▶ [What to work on] An exact transcription is needed, starting with the line that contains "entrance, written as integer pixel values." and ending with the last line of the records.

▶ [Information supplied]
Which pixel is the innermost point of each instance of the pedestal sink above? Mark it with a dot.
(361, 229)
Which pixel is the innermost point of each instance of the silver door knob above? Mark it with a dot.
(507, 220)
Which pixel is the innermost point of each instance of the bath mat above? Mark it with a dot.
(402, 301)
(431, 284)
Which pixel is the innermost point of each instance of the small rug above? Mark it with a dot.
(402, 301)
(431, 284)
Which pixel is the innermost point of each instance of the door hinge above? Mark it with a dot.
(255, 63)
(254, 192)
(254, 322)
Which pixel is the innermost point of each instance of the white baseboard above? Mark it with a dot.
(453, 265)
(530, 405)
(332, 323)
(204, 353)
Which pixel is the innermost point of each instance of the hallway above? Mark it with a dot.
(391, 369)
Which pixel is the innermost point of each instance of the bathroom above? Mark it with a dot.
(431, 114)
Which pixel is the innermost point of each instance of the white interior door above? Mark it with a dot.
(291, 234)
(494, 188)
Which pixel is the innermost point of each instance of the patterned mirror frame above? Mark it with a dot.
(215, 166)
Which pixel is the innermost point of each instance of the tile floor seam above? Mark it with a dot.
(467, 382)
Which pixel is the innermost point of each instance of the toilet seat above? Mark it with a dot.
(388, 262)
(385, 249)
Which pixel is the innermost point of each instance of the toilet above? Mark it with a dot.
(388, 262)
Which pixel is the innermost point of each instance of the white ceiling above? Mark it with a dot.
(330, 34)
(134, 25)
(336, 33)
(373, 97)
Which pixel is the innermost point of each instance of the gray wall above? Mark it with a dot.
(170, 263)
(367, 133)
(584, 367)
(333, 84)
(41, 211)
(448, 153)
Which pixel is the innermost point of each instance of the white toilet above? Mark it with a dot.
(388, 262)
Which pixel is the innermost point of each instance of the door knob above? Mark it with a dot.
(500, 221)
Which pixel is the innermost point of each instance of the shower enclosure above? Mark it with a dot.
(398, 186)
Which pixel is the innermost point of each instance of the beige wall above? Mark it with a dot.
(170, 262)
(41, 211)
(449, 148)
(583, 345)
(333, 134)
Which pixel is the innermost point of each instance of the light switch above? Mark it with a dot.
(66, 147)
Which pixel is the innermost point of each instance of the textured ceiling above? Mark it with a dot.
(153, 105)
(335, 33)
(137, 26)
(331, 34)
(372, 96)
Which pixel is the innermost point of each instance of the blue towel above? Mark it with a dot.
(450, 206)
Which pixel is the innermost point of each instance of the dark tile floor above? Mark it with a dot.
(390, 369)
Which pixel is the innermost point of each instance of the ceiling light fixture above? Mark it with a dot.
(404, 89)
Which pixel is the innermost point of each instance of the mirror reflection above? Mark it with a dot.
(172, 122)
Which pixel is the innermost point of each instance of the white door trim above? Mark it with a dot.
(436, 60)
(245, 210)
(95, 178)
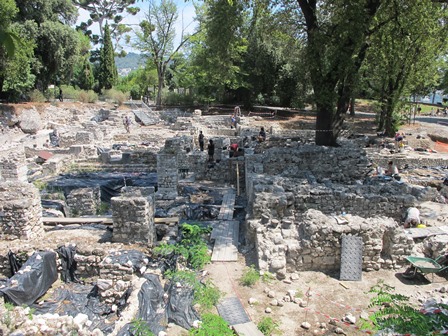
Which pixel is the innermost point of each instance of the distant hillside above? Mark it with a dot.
(131, 61)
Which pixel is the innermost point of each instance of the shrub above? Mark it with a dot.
(212, 325)
(206, 294)
(250, 276)
(268, 327)
(117, 96)
(37, 97)
(41, 185)
(140, 328)
(87, 96)
(69, 92)
(192, 246)
(267, 277)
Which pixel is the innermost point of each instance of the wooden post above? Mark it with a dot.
(237, 180)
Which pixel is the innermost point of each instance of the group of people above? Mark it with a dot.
(210, 147)
(127, 123)
(235, 117)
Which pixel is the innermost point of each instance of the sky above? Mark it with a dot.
(186, 13)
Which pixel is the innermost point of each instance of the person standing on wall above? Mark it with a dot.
(211, 150)
(201, 141)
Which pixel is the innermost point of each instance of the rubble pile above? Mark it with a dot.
(20, 211)
(84, 201)
(312, 241)
(133, 218)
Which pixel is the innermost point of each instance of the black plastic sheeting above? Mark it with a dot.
(180, 306)
(110, 183)
(34, 283)
(14, 264)
(76, 299)
(155, 312)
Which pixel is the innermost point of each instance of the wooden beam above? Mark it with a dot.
(76, 220)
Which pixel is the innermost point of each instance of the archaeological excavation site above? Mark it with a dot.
(142, 229)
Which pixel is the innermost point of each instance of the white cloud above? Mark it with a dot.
(185, 21)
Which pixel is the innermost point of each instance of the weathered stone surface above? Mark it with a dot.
(20, 211)
(30, 121)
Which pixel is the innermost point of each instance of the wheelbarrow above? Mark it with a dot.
(424, 266)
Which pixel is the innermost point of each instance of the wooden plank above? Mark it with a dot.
(247, 329)
(226, 242)
(425, 232)
(166, 220)
(76, 220)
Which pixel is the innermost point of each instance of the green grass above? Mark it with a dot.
(212, 325)
(206, 294)
(250, 276)
(268, 327)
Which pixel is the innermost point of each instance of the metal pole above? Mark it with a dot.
(237, 180)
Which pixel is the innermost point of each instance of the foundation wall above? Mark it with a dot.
(20, 211)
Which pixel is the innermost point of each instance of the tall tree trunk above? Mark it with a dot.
(389, 122)
(159, 90)
(326, 135)
(352, 106)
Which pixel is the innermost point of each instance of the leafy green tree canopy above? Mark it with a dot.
(106, 10)
(108, 71)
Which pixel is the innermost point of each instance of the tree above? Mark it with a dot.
(57, 50)
(40, 11)
(16, 51)
(405, 57)
(156, 38)
(108, 71)
(274, 59)
(47, 24)
(219, 47)
(101, 10)
(337, 40)
(83, 72)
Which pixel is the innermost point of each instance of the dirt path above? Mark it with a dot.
(325, 296)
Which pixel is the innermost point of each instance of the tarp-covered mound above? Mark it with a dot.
(155, 312)
(74, 299)
(33, 280)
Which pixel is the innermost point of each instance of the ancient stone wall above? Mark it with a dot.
(167, 176)
(312, 241)
(343, 164)
(283, 196)
(133, 217)
(84, 201)
(20, 211)
(13, 165)
(401, 162)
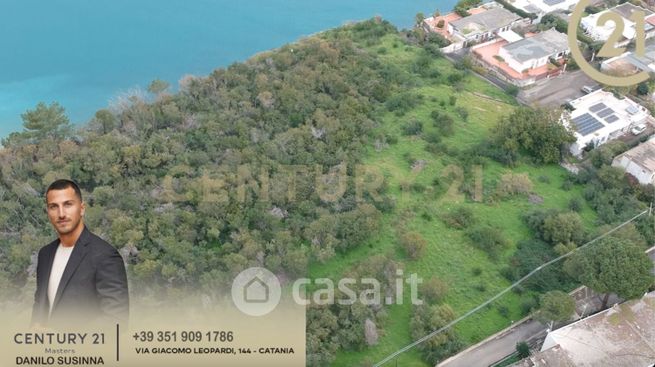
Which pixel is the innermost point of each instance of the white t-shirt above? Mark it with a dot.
(58, 265)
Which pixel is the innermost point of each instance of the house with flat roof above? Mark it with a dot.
(623, 335)
(599, 117)
(639, 162)
(523, 61)
(534, 52)
(626, 10)
(483, 26)
(631, 63)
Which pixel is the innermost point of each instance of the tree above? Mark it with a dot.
(523, 350)
(426, 319)
(433, 290)
(612, 266)
(43, 122)
(414, 244)
(555, 306)
(563, 228)
(158, 86)
(537, 132)
(419, 18)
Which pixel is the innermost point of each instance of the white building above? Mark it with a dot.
(639, 162)
(483, 26)
(536, 51)
(543, 7)
(599, 117)
(623, 335)
(602, 32)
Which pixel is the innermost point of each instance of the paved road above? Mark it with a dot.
(498, 348)
(556, 91)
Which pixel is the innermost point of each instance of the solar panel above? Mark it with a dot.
(597, 107)
(553, 2)
(611, 118)
(586, 124)
(606, 112)
(632, 110)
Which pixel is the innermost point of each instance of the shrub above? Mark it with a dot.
(459, 218)
(414, 244)
(433, 290)
(414, 127)
(522, 350)
(575, 204)
(487, 238)
(513, 184)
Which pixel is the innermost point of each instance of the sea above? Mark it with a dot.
(86, 54)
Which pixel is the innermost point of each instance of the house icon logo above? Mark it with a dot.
(256, 291)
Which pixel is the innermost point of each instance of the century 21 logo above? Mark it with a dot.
(609, 49)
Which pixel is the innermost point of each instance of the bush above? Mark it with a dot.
(459, 218)
(487, 238)
(413, 127)
(513, 184)
(575, 204)
(443, 122)
(414, 244)
(433, 290)
(522, 350)
(503, 311)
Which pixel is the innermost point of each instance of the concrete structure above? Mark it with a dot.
(630, 63)
(523, 61)
(599, 117)
(602, 32)
(639, 162)
(623, 335)
(543, 7)
(483, 26)
(534, 52)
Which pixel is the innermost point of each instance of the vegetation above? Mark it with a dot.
(613, 265)
(537, 132)
(556, 306)
(193, 187)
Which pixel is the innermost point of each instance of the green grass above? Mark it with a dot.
(450, 256)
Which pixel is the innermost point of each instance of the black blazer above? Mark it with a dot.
(93, 288)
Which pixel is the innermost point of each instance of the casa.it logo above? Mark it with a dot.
(256, 291)
(609, 49)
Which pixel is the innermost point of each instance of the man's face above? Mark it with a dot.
(65, 210)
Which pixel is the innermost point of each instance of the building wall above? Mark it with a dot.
(644, 176)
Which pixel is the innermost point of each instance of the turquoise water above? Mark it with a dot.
(84, 53)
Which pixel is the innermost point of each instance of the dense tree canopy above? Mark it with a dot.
(536, 132)
(613, 265)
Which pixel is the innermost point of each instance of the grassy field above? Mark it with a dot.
(450, 255)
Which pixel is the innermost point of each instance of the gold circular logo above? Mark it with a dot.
(617, 81)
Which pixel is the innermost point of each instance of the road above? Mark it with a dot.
(556, 91)
(502, 344)
(498, 347)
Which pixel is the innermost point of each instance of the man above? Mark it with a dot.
(80, 278)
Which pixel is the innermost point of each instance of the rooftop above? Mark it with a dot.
(602, 110)
(623, 335)
(489, 20)
(626, 9)
(543, 44)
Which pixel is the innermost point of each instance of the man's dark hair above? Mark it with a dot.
(63, 184)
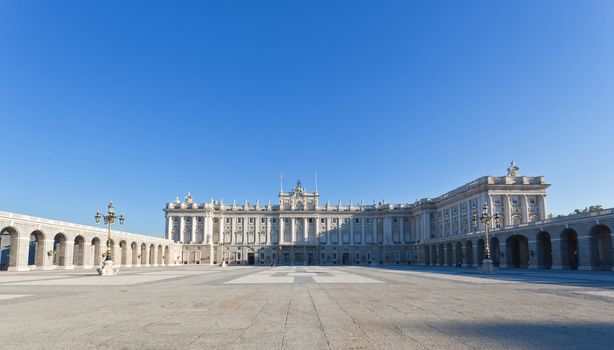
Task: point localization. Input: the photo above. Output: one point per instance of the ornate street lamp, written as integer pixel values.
(486, 219)
(109, 220)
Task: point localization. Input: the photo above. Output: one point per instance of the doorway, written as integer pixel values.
(345, 258)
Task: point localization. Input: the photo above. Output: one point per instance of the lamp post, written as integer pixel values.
(486, 219)
(109, 219)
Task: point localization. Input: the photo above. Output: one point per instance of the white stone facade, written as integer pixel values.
(299, 230)
(32, 243)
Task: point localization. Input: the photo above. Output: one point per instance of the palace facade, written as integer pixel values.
(299, 230)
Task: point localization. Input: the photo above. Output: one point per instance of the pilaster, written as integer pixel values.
(181, 229)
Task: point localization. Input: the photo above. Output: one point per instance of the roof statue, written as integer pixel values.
(513, 169)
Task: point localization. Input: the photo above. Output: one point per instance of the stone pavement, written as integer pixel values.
(310, 307)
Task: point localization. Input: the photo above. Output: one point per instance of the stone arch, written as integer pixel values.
(144, 256)
(469, 253)
(544, 250)
(480, 246)
(600, 238)
(9, 246)
(135, 253)
(160, 255)
(124, 252)
(495, 251)
(459, 254)
(36, 249)
(569, 249)
(516, 220)
(152, 255)
(96, 252)
(59, 250)
(78, 257)
(517, 251)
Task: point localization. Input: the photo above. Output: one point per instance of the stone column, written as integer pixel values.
(328, 233)
(87, 255)
(169, 227)
(220, 230)
(533, 263)
(362, 231)
(525, 209)
(508, 210)
(339, 232)
(244, 236)
(47, 261)
(374, 236)
(541, 202)
(557, 263)
(232, 230)
(68, 256)
(584, 253)
(146, 255)
(316, 235)
(193, 230)
(181, 229)
(476, 253)
(502, 261)
(257, 239)
(293, 231)
(387, 230)
(20, 254)
(268, 232)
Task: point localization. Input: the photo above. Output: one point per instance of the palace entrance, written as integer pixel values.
(345, 258)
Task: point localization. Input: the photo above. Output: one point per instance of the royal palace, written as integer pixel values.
(300, 230)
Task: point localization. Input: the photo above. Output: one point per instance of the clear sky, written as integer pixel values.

▶ [Completed task]
Task: point localization. Input: the photo above. Output: one point per instance of the palace entrance, written as integer pixel values.
(345, 258)
Task: point localization. Input: the photo above. Output: one point per instance of the royal palace, written as integer pixel values.
(300, 230)
Task: point localization. Input: the photo above. Output: one point per instance of the clear sky, written as integer pixel values.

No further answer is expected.